WORK ITEM =>
Omit the images, then repeat the listing exactly.

INPUT MATERIAL =>

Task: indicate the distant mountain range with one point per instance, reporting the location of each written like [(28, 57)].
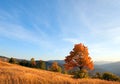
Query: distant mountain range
[(99, 66)]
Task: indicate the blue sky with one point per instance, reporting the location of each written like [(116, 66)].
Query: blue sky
[(48, 29)]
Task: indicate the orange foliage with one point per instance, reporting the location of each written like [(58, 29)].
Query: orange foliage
[(79, 57)]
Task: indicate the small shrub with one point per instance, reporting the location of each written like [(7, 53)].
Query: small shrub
[(98, 75)]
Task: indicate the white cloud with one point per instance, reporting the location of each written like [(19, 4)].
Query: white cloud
[(72, 40)]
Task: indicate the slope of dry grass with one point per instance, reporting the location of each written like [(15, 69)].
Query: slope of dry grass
[(15, 74)]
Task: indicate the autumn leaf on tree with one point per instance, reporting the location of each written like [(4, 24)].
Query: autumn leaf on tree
[(79, 57)]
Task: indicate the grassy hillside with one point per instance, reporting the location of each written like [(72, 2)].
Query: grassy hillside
[(15, 74)]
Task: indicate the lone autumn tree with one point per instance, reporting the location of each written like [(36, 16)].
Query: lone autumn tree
[(79, 57)]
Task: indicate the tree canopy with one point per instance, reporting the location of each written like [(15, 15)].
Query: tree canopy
[(79, 57)]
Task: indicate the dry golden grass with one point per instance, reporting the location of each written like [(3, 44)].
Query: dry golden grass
[(15, 74)]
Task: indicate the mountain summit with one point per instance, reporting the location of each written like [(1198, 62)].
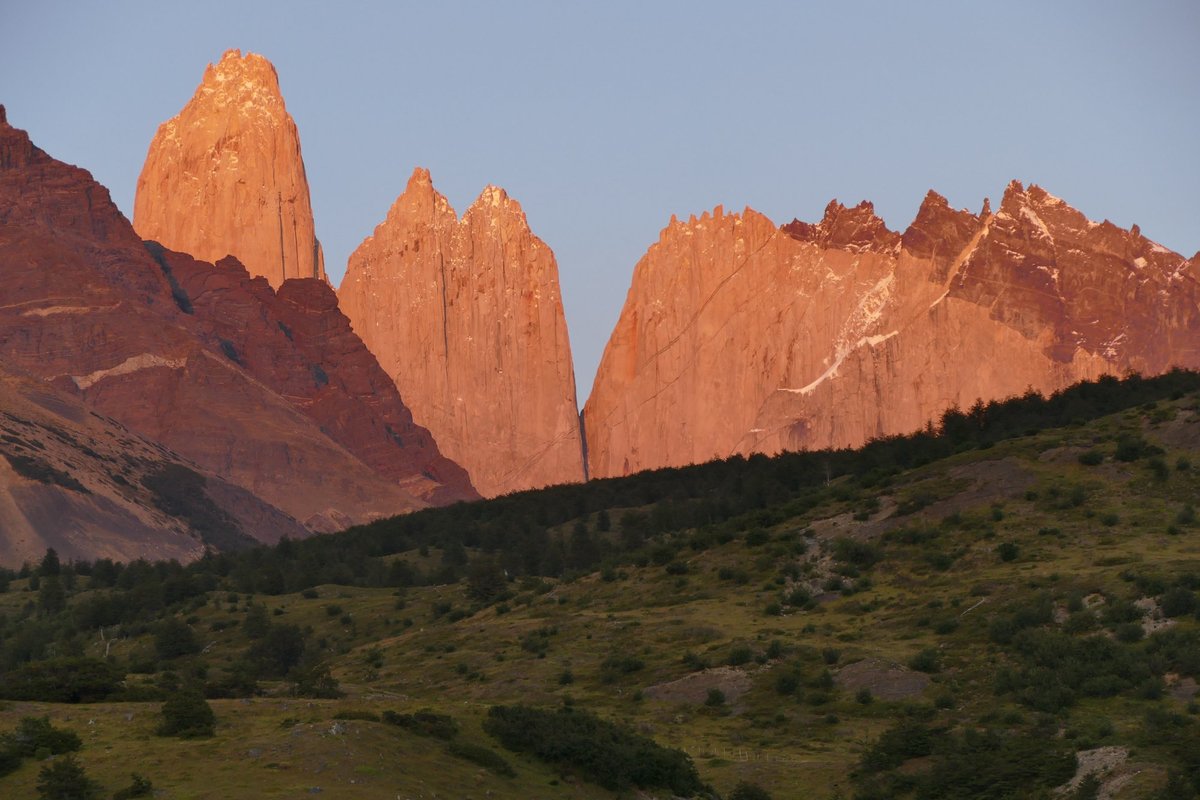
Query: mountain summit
[(226, 178), (739, 336), (467, 318)]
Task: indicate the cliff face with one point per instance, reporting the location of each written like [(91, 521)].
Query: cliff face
[(298, 342), (87, 486), (467, 318), (268, 390), (739, 336), (226, 176)]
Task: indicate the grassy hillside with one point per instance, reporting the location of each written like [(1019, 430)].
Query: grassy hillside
[(993, 612)]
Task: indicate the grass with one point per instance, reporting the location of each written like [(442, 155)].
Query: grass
[(936, 590)]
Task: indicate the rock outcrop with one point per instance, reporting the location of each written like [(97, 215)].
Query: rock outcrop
[(226, 176), (739, 336), (87, 486), (268, 390), (467, 318)]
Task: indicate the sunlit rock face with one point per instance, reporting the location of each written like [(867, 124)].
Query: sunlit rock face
[(467, 318), (739, 336), (268, 390), (226, 178)]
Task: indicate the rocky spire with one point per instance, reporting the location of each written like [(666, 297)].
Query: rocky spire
[(467, 318), (226, 178)]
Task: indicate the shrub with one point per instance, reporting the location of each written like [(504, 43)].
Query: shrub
[(613, 667), (925, 661), (187, 715), (138, 787), (861, 554), (34, 734), (65, 780), (353, 714), (1129, 447), (739, 655), (60, 680), (174, 638), (605, 753), (1177, 601), (745, 791)]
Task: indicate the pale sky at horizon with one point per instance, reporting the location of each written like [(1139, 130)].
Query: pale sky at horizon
[(603, 120)]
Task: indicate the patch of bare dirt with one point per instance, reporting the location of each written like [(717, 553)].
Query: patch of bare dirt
[(1182, 689), (733, 683), (1104, 763), (885, 679)]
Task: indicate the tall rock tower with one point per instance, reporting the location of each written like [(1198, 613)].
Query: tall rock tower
[(741, 336), (225, 176), (467, 318)]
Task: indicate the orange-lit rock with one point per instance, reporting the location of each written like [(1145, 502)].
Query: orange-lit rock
[(466, 316), (739, 336), (225, 176), (195, 359)]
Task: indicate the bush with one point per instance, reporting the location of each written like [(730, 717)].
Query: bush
[(138, 787), (481, 756), (605, 753), (36, 734), (315, 680), (1177, 602), (187, 715), (925, 661), (613, 667), (739, 655), (174, 638), (65, 780), (60, 680), (745, 791)]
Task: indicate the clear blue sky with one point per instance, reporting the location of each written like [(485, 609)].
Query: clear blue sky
[(604, 119)]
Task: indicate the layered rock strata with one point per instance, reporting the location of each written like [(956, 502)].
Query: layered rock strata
[(226, 178), (268, 390), (467, 318), (739, 336)]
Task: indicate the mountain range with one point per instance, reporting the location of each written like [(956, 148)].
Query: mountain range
[(207, 337)]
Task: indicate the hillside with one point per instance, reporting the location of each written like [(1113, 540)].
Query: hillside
[(983, 612)]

RESPONSE TO THIS EXERCISE =>
Task: indicate the distant mountain range with one point per instance, reporting the location of each written like [(28, 57)].
Query: distant mountain range
[(99, 66)]
Task: indicate the blue sky with one point per instance, reporting the location of each written like [(116, 66)].
Query: blue sky
[(48, 29)]
Task: indicate the orange foliage with one point per instance, reporting the location of each written like [(58, 29)].
Query: orange foliage
[(79, 57)]
Task: indicate the small shrub with one point per instance, reporting the location of each written like [(7, 53)].
Query: small shrub
[(98, 75)]
Task: indicate the white cloud with one point per instance, reporting the location of each written like [(19, 4)].
Query: white cloud
[(72, 40)]
Task: indicate the slope of dry grass with one point per instance, reporting the location of each written like [(15, 69)].
Query: slope of dry grass
[(15, 74)]
Task: indicate the autumn leaf on tree with one point per instance, reporting the location of each written like [(4, 24)].
Query: autumn leaf on tree
[(79, 57)]
Task: indicate the grassy hillside with one point per instance, reporting the location of each written like [(72, 2)].
Query: grassy hillside
[(15, 74)]
Task: indicate the lone autumn tree with one point per instance, reporting the location of each written like [(36, 16)].
Query: lone autumn tree
[(79, 57)]
Task: indicate the tree canopy with one point per instance, reporting the location of each written like [(15, 15)].
Query: tree canopy
[(79, 57)]
Task: indicate the dry golden grass with one point per instance, reporting the location of each written like [(3, 44)].
Query: dry golden grass
[(15, 74)]
Task: indicate the mountain summit with one point per instance, reporting the location of each written like [(1198, 62)].
Query: mountain summit
[(226, 178), (739, 336), (467, 318)]
Task: indicate the cliff face with one point per instance, reporting the location of each written like [(91, 521)].
Query: cliff face
[(298, 342), (87, 486), (467, 318), (268, 390), (739, 336), (226, 176)]
Task: indicate the grassy hillside with one point per instance, reporting the location of each written like [(1019, 430)].
Query: grassy hillside
[(993, 612)]
Task: indicate the grass with one point per instance, reporting the location of each written like [(442, 155)].
Query: grass
[(936, 590)]
Task: indicate the rock outcrop with one point per instance, reporting the location of each written like [(97, 215)].
Query: rock outcrop
[(226, 176), (739, 336), (87, 486), (268, 390), (467, 318)]
Task: indicate the sunlit rock face with one point per instance, reporting the location of each written like [(867, 124)].
Query: sunlit rock face
[(467, 318), (739, 336), (268, 390), (226, 178)]
Task: indicate the rocky spire with one point per instance, reporting the location of each written like [(666, 297)].
Query: rocky spire
[(467, 318), (226, 178)]
Task: indicate the shrub with one point per instance, reporting the location of each written like [(504, 43)].
Query: shrub
[(613, 667), (925, 661), (187, 715), (138, 787), (861, 554), (34, 734), (65, 780), (353, 714), (1129, 447), (739, 655), (60, 680), (174, 638), (605, 753), (1177, 601), (745, 791)]
Task: indicate the pale sky at horizon with one point per instance, reporting the location of each written like [(1139, 130)].
Query: pale sky at horizon
[(603, 120)]
Task: indicate the patch of bare dirt with one point per instance, reporting the location of each written like [(717, 553)].
Query: patch of bare dirt
[(1182, 689), (733, 683), (1104, 763), (885, 679)]
Task: indicate the tall rock tower with one point per instance, reporting the location of each written like [(1198, 613)].
Query: tall rock tower
[(741, 336), (225, 176), (467, 318)]
Task: indicate the orange-lit rock with one point per instance, reporting the location of each written like [(1145, 502)].
Query: orange-lit rock
[(466, 316), (739, 336), (225, 176), (195, 359)]
Task: indicate the bush with one point per instance, reporting the location of each written like [(730, 717)].
Query: bush
[(138, 787), (481, 756), (605, 753), (36, 734), (315, 680), (1177, 602), (187, 715), (925, 661), (613, 667), (739, 655), (174, 638), (65, 780), (60, 680), (745, 791)]
Task: indicate the clear blue sky with one point per instance, reporting the location of each written like [(485, 609)].
Query: clear blue sky
[(604, 119)]
Task: indicate the layered rock strata with one point per instance, reporting the location of each written like [(956, 502)].
Query: layered rock strata
[(226, 178), (268, 390), (467, 318), (739, 336)]
Task: indicate the mountain range with one point per instance, reporting the location of each written like [(956, 148)].
Query: mountain range
[(207, 337)]
Task: indicate the hillside with one point per instance, reporting the location of each written like [(1113, 540)].
Query: hillside
[(983, 612)]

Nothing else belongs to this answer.